(Extracto de un conjunto de datos)
__________________________________________________
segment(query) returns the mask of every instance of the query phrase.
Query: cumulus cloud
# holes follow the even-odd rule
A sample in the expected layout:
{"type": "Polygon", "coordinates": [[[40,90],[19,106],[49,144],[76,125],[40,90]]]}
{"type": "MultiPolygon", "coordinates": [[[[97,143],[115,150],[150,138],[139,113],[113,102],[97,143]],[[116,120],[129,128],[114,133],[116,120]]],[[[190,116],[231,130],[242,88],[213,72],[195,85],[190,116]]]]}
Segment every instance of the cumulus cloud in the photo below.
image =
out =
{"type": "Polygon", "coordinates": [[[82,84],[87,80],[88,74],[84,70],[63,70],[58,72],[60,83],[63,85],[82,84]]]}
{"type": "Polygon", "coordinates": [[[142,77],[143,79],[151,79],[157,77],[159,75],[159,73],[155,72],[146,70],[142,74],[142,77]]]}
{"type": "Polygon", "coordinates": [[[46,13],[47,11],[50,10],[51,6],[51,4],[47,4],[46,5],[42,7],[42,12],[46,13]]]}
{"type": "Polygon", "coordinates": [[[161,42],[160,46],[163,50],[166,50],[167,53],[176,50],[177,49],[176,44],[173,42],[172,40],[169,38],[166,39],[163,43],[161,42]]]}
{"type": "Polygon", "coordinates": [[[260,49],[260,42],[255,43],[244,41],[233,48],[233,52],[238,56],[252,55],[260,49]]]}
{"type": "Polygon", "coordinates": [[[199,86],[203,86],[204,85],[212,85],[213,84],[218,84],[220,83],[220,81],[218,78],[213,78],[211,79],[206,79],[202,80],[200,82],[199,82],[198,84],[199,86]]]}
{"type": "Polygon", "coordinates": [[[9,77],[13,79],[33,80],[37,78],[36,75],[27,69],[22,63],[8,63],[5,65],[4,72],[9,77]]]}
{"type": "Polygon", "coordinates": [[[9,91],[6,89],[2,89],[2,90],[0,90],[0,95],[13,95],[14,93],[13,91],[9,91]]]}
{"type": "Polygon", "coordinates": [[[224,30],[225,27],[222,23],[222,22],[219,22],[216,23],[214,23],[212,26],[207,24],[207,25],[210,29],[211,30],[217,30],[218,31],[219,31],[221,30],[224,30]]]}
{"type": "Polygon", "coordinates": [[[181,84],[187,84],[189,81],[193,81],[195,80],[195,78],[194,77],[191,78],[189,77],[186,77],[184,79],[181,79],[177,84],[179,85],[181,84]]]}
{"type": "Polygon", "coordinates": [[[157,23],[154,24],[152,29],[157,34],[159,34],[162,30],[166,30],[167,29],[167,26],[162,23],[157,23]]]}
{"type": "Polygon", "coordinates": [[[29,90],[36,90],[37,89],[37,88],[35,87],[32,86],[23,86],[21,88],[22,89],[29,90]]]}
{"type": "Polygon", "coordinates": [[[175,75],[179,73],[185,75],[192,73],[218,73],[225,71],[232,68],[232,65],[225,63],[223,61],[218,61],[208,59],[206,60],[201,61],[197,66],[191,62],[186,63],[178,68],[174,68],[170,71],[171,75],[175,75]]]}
__________________________________________________
# Tarea:
Cuente cuántas líneas de las entradas de arriba contienen la palabra "cloud". Indique únicamente el número.

# Solución de la tarea:
2